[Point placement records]
* start *

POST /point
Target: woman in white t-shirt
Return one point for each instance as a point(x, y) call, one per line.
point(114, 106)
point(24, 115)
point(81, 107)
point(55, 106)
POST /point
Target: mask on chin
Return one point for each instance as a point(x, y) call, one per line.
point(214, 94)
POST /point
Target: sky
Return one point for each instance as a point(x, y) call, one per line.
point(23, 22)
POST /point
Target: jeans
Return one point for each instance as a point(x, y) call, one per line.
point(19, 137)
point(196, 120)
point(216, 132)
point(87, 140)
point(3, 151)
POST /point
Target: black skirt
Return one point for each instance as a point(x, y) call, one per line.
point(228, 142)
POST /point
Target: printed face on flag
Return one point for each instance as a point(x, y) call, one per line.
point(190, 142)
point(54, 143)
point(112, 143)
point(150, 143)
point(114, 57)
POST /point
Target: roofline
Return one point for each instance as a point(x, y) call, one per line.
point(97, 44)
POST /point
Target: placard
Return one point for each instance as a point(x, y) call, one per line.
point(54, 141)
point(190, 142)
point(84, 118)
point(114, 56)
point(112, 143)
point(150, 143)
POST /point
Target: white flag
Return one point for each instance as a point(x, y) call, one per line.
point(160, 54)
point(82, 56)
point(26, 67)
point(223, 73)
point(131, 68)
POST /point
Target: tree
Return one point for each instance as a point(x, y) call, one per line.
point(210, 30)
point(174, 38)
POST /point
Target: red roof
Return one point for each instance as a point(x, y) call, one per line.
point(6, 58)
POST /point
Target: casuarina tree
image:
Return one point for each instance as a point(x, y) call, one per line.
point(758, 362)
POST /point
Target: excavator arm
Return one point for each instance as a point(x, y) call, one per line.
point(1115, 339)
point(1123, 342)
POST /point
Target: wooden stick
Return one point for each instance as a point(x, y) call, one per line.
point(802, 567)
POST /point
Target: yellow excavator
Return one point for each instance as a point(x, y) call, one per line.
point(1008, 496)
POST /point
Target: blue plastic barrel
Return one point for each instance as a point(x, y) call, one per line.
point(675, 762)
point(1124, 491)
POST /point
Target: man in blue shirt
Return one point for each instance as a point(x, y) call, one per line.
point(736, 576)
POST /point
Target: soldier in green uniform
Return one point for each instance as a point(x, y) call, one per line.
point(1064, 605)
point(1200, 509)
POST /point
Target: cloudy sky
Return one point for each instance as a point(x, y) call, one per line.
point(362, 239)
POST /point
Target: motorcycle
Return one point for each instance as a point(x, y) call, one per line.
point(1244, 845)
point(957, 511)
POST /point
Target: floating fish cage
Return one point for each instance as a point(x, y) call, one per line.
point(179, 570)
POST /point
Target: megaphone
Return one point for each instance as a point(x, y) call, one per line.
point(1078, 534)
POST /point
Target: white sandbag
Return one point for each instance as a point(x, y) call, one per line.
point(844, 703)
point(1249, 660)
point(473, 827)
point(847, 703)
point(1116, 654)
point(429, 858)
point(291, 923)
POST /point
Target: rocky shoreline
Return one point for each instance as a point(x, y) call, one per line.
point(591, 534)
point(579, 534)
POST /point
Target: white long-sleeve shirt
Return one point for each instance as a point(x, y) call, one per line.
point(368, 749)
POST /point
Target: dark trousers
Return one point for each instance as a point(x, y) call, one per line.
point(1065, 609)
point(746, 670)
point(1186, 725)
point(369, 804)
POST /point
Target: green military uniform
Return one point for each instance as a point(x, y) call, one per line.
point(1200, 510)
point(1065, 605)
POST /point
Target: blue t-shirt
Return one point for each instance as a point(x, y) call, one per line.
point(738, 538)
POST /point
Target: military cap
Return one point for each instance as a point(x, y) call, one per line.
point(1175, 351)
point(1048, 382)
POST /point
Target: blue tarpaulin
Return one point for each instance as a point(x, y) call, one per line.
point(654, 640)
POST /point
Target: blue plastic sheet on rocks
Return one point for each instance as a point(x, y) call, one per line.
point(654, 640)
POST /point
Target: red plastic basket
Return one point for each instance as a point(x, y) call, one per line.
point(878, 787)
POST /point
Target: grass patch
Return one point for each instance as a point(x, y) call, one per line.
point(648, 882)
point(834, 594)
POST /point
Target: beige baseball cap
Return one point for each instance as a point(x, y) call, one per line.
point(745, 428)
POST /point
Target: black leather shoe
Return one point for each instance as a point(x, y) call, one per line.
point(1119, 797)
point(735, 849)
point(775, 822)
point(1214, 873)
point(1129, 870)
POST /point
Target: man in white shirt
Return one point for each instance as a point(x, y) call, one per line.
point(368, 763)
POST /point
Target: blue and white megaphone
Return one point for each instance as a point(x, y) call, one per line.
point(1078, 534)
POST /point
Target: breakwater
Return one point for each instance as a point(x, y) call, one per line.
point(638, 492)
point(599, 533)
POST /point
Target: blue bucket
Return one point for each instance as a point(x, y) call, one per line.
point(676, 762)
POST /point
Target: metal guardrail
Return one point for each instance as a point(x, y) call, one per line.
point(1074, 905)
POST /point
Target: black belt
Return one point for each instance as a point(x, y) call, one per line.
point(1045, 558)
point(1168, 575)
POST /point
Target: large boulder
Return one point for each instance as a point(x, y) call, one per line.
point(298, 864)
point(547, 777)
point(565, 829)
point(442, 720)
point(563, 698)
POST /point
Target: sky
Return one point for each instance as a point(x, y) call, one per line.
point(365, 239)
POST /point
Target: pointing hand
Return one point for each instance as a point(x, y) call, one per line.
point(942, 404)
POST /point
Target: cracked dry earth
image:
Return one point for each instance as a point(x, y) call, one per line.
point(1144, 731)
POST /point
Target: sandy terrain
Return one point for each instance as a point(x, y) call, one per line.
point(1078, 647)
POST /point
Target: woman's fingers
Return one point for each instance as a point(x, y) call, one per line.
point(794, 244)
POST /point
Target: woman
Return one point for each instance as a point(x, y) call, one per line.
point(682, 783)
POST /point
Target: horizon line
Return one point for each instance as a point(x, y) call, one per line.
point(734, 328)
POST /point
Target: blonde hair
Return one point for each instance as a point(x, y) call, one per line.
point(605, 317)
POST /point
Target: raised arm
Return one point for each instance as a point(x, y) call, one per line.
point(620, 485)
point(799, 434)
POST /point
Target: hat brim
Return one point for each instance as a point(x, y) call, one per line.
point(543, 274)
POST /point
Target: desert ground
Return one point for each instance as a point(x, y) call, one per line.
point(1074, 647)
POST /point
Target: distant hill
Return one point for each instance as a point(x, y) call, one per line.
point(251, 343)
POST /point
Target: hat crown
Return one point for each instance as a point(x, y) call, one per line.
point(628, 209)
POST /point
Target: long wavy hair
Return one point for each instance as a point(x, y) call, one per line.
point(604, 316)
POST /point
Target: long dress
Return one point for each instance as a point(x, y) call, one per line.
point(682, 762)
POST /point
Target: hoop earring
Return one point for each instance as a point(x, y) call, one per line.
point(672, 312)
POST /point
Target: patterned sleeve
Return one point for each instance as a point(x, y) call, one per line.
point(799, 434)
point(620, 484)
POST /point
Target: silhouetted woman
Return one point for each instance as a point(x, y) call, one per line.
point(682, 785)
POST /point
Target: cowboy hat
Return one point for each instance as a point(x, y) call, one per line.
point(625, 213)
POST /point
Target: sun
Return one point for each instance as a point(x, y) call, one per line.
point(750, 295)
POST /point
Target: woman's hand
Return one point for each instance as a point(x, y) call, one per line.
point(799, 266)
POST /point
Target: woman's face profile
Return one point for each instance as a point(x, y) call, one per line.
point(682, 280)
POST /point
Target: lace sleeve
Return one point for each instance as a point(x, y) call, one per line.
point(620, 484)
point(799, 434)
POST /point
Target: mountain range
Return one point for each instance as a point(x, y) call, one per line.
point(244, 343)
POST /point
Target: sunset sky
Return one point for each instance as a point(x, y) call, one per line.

* end *

Can you put every line of the records above into a numbered list, leaving out any blank lines?

*Complete answer*:
1. POST /point
2. Target: woman in white t-shirt
3. Return one point for each instance as a point(x, y) call, one per line.
4. point(114, 106)
5. point(24, 115)
6. point(81, 107)
7. point(55, 106)
8. POST /point
9. Target: mask on chin
10. Return one point for each instance as a point(x, y) call, one per line.
11. point(214, 94)
12. POST /point
13. Target: sky
14. Return one point for each instance as a point(x, y) call, one per line.
15. point(23, 22)
16. POST /point
17. Target: jeans
18. Return one point for each instance as a point(x, y) call, one per line.
19. point(19, 137)
20. point(196, 120)
21. point(216, 132)
22. point(87, 140)
23. point(3, 151)
24. POST /point
25. Target: black skirt
26. Return one point for each instance as a point(x, y) call, one per line.
27. point(228, 142)
28. POST /point
29. Target: printed face on flag
30. Return one point for each instance as a point(x, y) call, one per line.
31. point(190, 142)
32. point(54, 143)
33. point(112, 143)
34. point(150, 143)
35. point(114, 57)
36. POST /point
37. Target: roofline
38. Return one point for each instance as a point(x, y) call, one per line.
39. point(97, 44)
40. POST /point
41. Target: placard
42. Return one point for each instance as a point(x, y) call, one per line.
43. point(54, 141)
44. point(190, 142)
45. point(84, 118)
46. point(114, 56)
47. point(112, 143)
48. point(150, 143)
49. POST /point
50. Target: white flag
51. Return one point for each instance as a point(x, y) call, one per line.
52. point(160, 54)
53. point(82, 56)
54. point(26, 67)
55. point(223, 73)
56. point(131, 68)
57. POST /point
58. Target: tree
59. Return one point for each instance as a point(x, y) call, one per line.
60. point(210, 30)
61. point(174, 38)
62. POST /point
63. Target: red roof
64. Return one point for each instance as a point(x, y) call, one per line.
65. point(6, 58)
66. POST /point
67. Target: casuarina tree
68. image:
69. Return one point for each instance as a point(x, y) call, one per line.
70. point(758, 362)
71. POST /point
72. Target: excavator arm
73. Return one point for each instance as a point(x, y) call, one per line.
74. point(1115, 339)
75. point(1123, 342)
76. POST /point
77. Target: wooden stick
78. Return one point for each instance as a point(x, y) call, one per line.
79. point(802, 567)
80. POST /point
81. Target: yellow excavator
82. Return one point for each instance as a point(x, y) call, one per line.
83. point(1008, 496)
84. POST /point
85. Target: blue plastic barrel
86. Return one point for each instance as a point(x, y) call, one per line.
87. point(675, 762)
88. point(1124, 491)
89. POST /point
90. Target: man in blue shirt
91. Return one point for each instance as a point(x, y) call, one per line.
92. point(736, 576)
93. POST /point
94. Target: soldier in green uniform
95. Return one point for each instance as a point(x, y) call, one per line.
96. point(1064, 605)
97. point(1200, 509)
98. POST /point
99. Target: cloudy sky
100. Return one point for each instance as a point(x, y) call, one per line.
101. point(362, 239)
102. POST /point
103. Target: motorcycle
104. Return one point for each instance as a point(x, y) call, one per line.
105. point(1244, 845)
106. point(957, 511)
107. POST /point
108. Target: floating fish cage
109. Return one point for each instance as a point(x, y) call, one per line.
110. point(179, 570)
111. POST /point
112. Target: megaphone
113. Return one point for each instance as a point(x, y) call, one per line.
114. point(1078, 534)
115. POST /point
116. Target: white sandbag
117. Return one point for each instance as a point(x, y) call, one per line.
118. point(844, 703)
119. point(1249, 660)
120. point(473, 827)
121. point(847, 703)
122. point(1116, 654)
123. point(429, 858)
124. point(291, 923)
125. POST /point
126. Target: rocky shoreline
127. Return one point for each instance as a point(x, y) call, one per line.
128. point(591, 534)
129. point(579, 534)
130. POST /point
131. Target: white long-sleeve shirt
132. Return one point for each instance as a point(x, y) call, one per line.
133. point(368, 749)
134. POST /point
135. Target: dark trousers
136. Return one point for each instance as a point(x, y) call, one per line.
137. point(1065, 609)
138. point(746, 670)
139. point(1186, 725)
140. point(369, 804)
141. POST /point
142. Target: green military uniform
143. Return one point for each instance as a point(x, y) call, one per line.
144. point(1200, 510)
145. point(1065, 605)
146. POST /point
147. Target: blue t-shirt
148. Return one point for each instance as a point(x, y) call, one per line.
149. point(738, 538)
150. POST /point
151. Target: military cap
152. Return one point for each instance as a point(x, y) call, one per line.
153. point(1175, 351)
154. point(1048, 382)
155. POST /point
156. Target: blue tarpaulin
157. Return one point for each instance as a point(x, y) call, one per line.
158. point(654, 640)
159. POST /point
160. Target: blue plastic sheet on rocks
161. Return one point for each instance as a point(x, y) call, one per line.
162. point(654, 640)
163. POST /point
164. Target: red plastic basket
165. Return one point for each instance as a point(x, y) call, one per line.
166. point(878, 787)
167. POST /point
168. Target: grass patch
169. Return one point for each instance as a point(x, y) call, one per line.
170. point(648, 882)
171. point(834, 594)
172. POST /point
173. Target: beige baseball cap
174. Return one point for each instance as a point(x, y) call, one per line.
175. point(745, 428)
176. POST /point
177. Target: black leather shoe
178. Return one point for each instance as a point(x, y) call, one per line.
179. point(1119, 797)
180. point(735, 849)
181. point(775, 822)
182. point(1214, 873)
183. point(1129, 870)
184. POST /point
185. Target: man in white shirt
186. Return one point for each instance as a point(x, y) call, one per line.
187. point(368, 763)
188. POST /point
189. Target: blue and white megaphone
190. Return one point for each instance as a point(x, y) call, one per line.
191. point(1078, 534)
192. POST /point
193. Target: breakwater
194. Return one point for each instance as a point(x, y) call, one per line.
195. point(638, 492)
196. point(599, 533)
197. POST /point
198. Target: blue bucket
199. Return one point for each instance as a point(x, y) call, one per line.
200. point(676, 762)
201. POST /point
202. Target: metal guardrail
203. Return one point for each instance as a point(x, y) call, one per line.
204. point(1074, 905)
205. POST /point
206. Target: black belt
207. Return one point for each instance as a point(x, y) call, one per line.
208. point(1045, 558)
209. point(1168, 575)
210. POST /point
211. Target: large boulder
212. Return one point for each instance as a point(x, y) call, one per line.
213. point(298, 864)
214. point(547, 777)
215. point(565, 829)
216. point(442, 720)
217. point(563, 698)
218. POST /point
219. Target: sky
220. Return one point for each instance as a point(x, y) call, one per line.
221. point(365, 239)
222. POST /point
223. Target: pointing hand
224. Return one point for each instance as a point(x, y) call, one per line.
225. point(942, 404)
226. POST /point
227. Target: cracked dry earth
228. image:
229. Return one point for each instance as a point(x, y) call, one per line.
230. point(1144, 731)
231. POST /point
232. Target: sandy terrain
233. Return one point for each instance as a point(x, y) call, one per line.
234. point(1078, 647)
235. POST /point
236. Target: woman's fingers
237. Return one point for each instance as a point(x, y) call, one per line.
238. point(794, 244)
239. POST /point
240. Target: woman
241. Return one point for each instance as a point(x, y) call, one per line.
242. point(682, 783)
243. POST /point
244. Target: horizon line
245. Return one point for each instance as a point(x, y) call, one per line.
246. point(734, 328)
247. POST /point
248. Target: blonde hair
249. Return one point for each instance as a point(x, y) call, one per line.
250. point(605, 317)
251. POST /point
252. Target: raised arm
253. Return one point for each instance as a point(x, y) call, one per line.
254. point(620, 485)
255. point(799, 434)
256. POST /point
257. Target: hat brim
258. Return one point for each instance as a point(x, y) call, one per line.
259. point(543, 274)
260. POST /point
261. Target: desert ground
262. Return one point for each instance as a point(x, y) call, one per line.
263. point(1074, 647)
264. POST /point
265. Target: distant hill
266. Return one point for each instance as a point(x, y) call, one per line.
267. point(251, 343)
268. POST /point
269. Target: hat crown
270. Return one point for each instance as a point(x, y) call, one per line.
271. point(628, 209)
272. POST /point
273. Target: long wavy hair
274. Return one point for each instance as a point(x, y) call, one per line.
275. point(604, 316)
276. POST /point
277. Target: long dress
278. Return one point for each instance as a point(x, y) call, one per line.
279. point(682, 762)
280. POST /point
281. Target: hoop earring
282. Return one point for each instance as a point(x, y) call, one per line.
283. point(672, 312)
284. POST /point
285. Target: patterned sleeve
286. Return one point for each instance as a point(x, y) call, one per line.
287. point(799, 434)
288. point(620, 484)
289. POST /point
290. Target: silhouetted woman
291. Return one point for each instance as a point(x, y) call, one per line.
292. point(682, 785)
293. POST /point
294. Target: cowboy hat
295. Return one point for each instance as a point(x, y) call, one per line.
296. point(625, 213)
297. POST /point
298. Target: sun
299. Return one point for each instance as a point(x, y) call, one per line.
300. point(750, 295)
301. POST /point
302. Target: woman's hand
303. Return one point for each instance as a point(x, y) call, one per line.
304. point(799, 266)
305. POST /point
306. Target: woman's face profile
307. Return one point for each instance as a point(x, y) call, one per line.
308. point(682, 280)
309. POST /point
310. Target: lace sleeve
311. Return one point for each instance as a point(x, y) call, one per line.
312. point(620, 484)
313. point(799, 434)
314. POST /point
315. Target: mountain range
316. Return one point for each instance as a point(x, y) call, one per line.
317. point(244, 343)
318. POST /point
319. Target: sunset sky
320. Return one point for each instance as a point(x, y) call, one per line.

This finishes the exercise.